**Work instruction A**
Answer these questions using the text criticizing the TCC decision. Write one answer per line.
(i) For how many days was the victim kept in a black site?
(ii) In what month and year did Human Rights Watch make its submission to the UN Committee Against Torture?
(iii) How long did the TCC take to deliver a judgment in Zabit Kişi's case?
**Work instruction B**
Write the next part of the text criticizing the TCC decision, starting after its final sentence.

**Text for analysis**
-------
Criticism of the TCC Decision

While the decision acknowledged a procedural failure, it deliberately sidestepped the issue of substantive torture. Despite overwhelming evidence, including consistent testimony and supporting medical documents, the Court chose not to recognize the actual fact of torture, only the failure to investigate it. This distinction is not only legally questionable but morally bankrupt.

By focusing exclusively on procedural violations, the Court insulated the state from deeper accountability. Its refusal to name torture outright shields perpetrators and prevents full reparations. In a case where the victim was kept in a black site for 108 days and subjected to acts that meet the international definition of torture, such judicial evasiveness is unconscionable.

Systemic Implications: Human Rights Watch Perspective

Human Rights Watch’s June 2024 submission to the UN Committee Against Torture affirms that the Turkish Constitutional Court has adopted a pattern of narrow rulings, acknowledging procedural violations while rarely demanding substantive accountability.

In Zabit Kişi’s case, the TCC took over five years to deliver a judgment, despite the seriousness of the claims and the risk of further rights violations. During this delay, the Court failed to issue any interim measures — no order to preserve CCTV footage, to obtain medical documentation, or to interview witnesses. This inaction enabled the destruction of vital evidence.
-------
**Dataset extract**
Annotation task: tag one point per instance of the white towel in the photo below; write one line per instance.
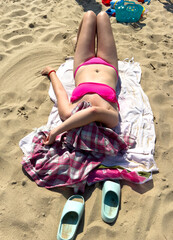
(136, 117)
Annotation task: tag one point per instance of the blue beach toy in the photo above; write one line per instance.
(126, 11)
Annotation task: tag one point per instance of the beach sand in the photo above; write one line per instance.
(36, 33)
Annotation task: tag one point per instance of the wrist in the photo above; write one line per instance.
(50, 72)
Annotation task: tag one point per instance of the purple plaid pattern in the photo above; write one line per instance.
(73, 156)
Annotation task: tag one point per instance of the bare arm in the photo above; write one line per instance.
(64, 106)
(82, 118)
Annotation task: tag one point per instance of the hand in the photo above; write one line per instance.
(46, 70)
(50, 139)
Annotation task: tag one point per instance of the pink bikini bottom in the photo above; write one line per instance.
(103, 90)
(96, 60)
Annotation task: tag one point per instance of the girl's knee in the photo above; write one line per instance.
(90, 15)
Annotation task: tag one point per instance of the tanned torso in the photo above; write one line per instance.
(100, 74)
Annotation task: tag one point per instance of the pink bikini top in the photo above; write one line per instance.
(103, 90)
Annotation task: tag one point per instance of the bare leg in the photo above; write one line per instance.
(106, 48)
(85, 48)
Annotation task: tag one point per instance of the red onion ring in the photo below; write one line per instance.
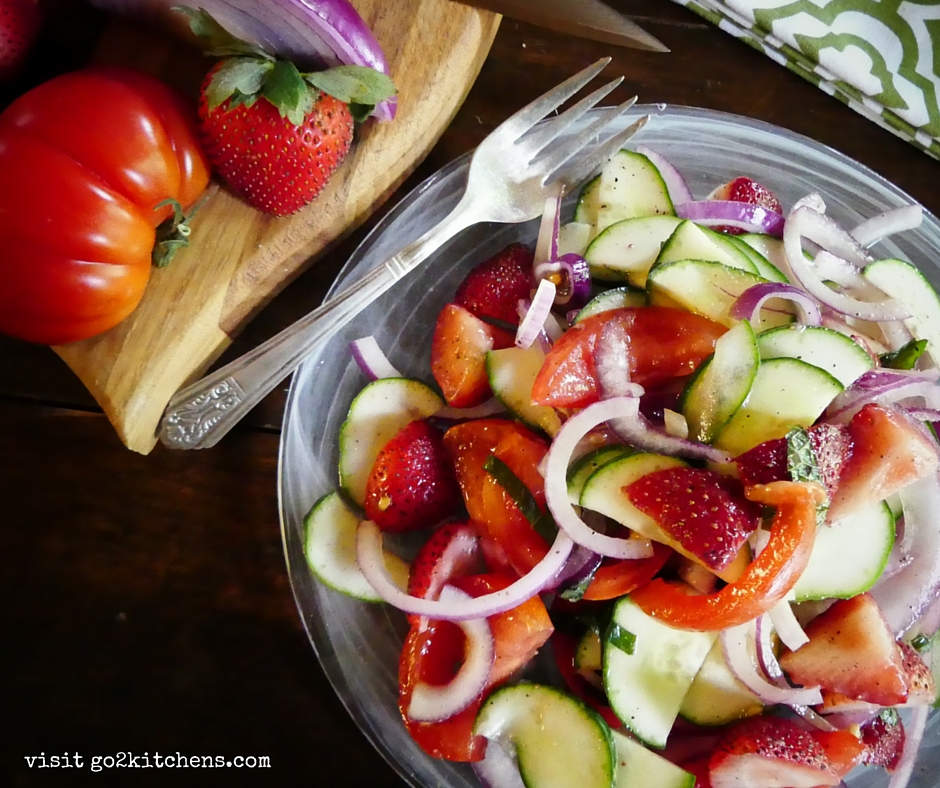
(370, 556)
(556, 485)
(748, 305)
(732, 213)
(817, 227)
(431, 702)
(371, 359)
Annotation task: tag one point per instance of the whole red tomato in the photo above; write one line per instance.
(85, 158)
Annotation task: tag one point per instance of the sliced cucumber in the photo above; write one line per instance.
(615, 298)
(638, 767)
(693, 242)
(511, 372)
(626, 250)
(838, 354)
(786, 393)
(708, 289)
(716, 697)
(558, 742)
(377, 413)
(582, 468)
(645, 689)
(848, 555)
(766, 252)
(722, 383)
(903, 281)
(630, 185)
(330, 549)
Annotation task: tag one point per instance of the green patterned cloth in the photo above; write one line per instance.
(880, 58)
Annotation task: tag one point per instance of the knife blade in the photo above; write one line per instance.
(591, 19)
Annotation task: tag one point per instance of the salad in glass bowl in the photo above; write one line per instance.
(643, 493)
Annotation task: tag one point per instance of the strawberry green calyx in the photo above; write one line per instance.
(249, 73)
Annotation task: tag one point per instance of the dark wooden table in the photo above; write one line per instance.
(146, 602)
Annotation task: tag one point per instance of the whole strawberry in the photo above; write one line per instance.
(19, 25)
(274, 134)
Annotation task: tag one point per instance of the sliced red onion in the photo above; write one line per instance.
(887, 223)
(371, 359)
(806, 223)
(787, 627)
(432, 702)
(906, 595)
(491, 407)
(732, 213)
(736, 645)
(748, 305)
(498, 769)
(556, 486)
(546, 244)
(328, 33)
(534, 319)
(370, 556)
(679, 191)
(914, 730)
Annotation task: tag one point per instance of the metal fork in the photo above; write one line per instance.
(510, 175)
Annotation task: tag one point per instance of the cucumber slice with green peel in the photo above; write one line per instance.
(716, 697)
(615, 298)
(690, 241)
(838, 354)
(638, 767)
(708, 289)
(626, 250)
(377, 413)
(848, 555)
(721, 383)
(582, 468)
(786, 393)
(557, 741)
(330, 549)
(630, 185)
(903, 281)
(603, 492)
(645, 689)
(511, 372)
(574, 237)
(762, 265)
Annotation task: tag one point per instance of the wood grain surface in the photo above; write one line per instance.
(239, 258)
(146, 601)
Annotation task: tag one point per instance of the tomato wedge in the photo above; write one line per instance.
(665, 343)
(767, 579)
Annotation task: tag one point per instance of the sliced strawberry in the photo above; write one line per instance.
(889, 451)
(412, 483)
(883, 738)
(762, 751)
(767, 462)
(494, 288)
(705, 511)
(744, 189)
(458, 355)
(453, 550)
(851, 650)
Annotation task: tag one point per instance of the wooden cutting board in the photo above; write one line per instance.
(240, 258)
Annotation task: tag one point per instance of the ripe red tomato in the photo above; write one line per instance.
(84, 160)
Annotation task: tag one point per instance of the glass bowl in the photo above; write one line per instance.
(358, 643)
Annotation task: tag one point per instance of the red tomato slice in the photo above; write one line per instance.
(765, 581)
(435, 654)
(665, 343)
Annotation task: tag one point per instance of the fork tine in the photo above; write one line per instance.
(524, 119)
(587, 161)
(543, 135)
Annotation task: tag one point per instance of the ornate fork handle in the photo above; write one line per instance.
(199, 415)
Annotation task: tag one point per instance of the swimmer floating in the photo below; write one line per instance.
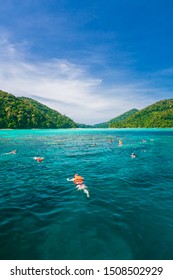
(79, 182)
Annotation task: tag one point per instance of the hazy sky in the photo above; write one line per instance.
(88, 59)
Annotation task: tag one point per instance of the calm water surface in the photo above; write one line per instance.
(129, 214)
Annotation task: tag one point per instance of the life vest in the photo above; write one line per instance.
(78, 179)
(40, 159)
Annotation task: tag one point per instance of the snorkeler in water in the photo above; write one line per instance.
(10, 153)
(79, 182)
(39, 159)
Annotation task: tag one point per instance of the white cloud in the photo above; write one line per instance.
(70, 88)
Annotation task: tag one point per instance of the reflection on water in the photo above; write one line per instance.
(129, 214)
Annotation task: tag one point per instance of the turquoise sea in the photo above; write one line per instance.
(129, 214)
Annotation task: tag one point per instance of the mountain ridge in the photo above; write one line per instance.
(24, 112)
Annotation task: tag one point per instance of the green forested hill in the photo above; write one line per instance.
(156, 115)
(21, 112)
(117, 119)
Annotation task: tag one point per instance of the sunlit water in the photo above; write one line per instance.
(129, 214)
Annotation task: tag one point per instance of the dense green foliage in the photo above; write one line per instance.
(21, 112)
(117, 119)
(159, 114)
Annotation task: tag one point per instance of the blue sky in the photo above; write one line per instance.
(89, 59)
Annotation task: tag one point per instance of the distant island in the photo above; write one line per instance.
(26, 113)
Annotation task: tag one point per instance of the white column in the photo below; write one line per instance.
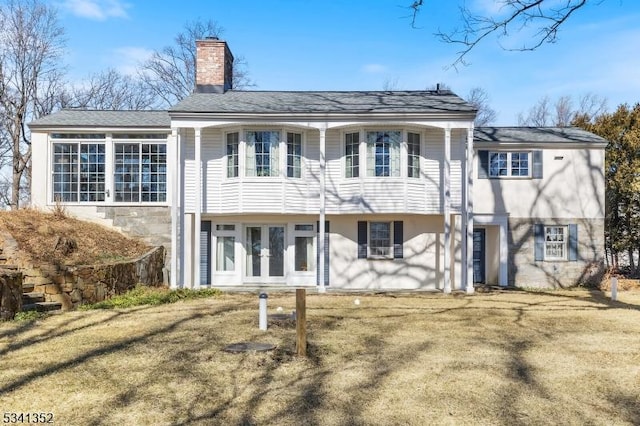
-------
**Written response A**
(i) 108 days
(ii) June 2024
(iii) Over five years

**Written response B**
The HRW submission highlights that such judicial complacency emboldens impunity. It allows the Turkish state and its intelligence agencies to continue cross-border abductions, incommunicado detention, and torture with minimal legal consequence.

A Broader Pattern of Transnational Repression and Judicial Complicity

Zabit Kişi’s case is not an exception but rather a part of a wider pattern. According to several reports, Turkey has executed an extensive program of transnational repression since 2016, targeting alleged members of the Gülen movement across multiple continents. This has included over 100 renditions from countries such as Kosovo, Pakistan, Malaysia, and Kyrgyzstan, often with the complicity or acquiescence of host governments.

This strategy, driven by the Turkish National Intelligence Organization (MİT), involves sophisticated methods: surveillance of expatriates, use of blacklists, pressure on diaspora communities, and clandestine abductions. Once in Turkish custody, detainees often report identical patterns of torture and forced confessions. The state’s use of legal systems to retroactively justify these operations compounds the abuse.

What makes this repression particularly chilling is the involvement of the judiciary in its execution . Turkish courts often validate the outcomes of illegal renditions, deny habeas corpus protections, and dismiss torture claims. The Turkish Constitutional Court, though nominally independent, has repeatedly failed to challenge this machinery. By postponing judgments, refusing interim measures, and framing abuses as procedural lapses, it acts as a pressure valve rather than a check on executive power.

This broader pattern demonstrates that Zabit Kişi’s ordeal is not simply the consequence of rogue actors or an isolated failure of oversight. It is a symptom of an authoritarian apparatus that uses law as a tool of repression.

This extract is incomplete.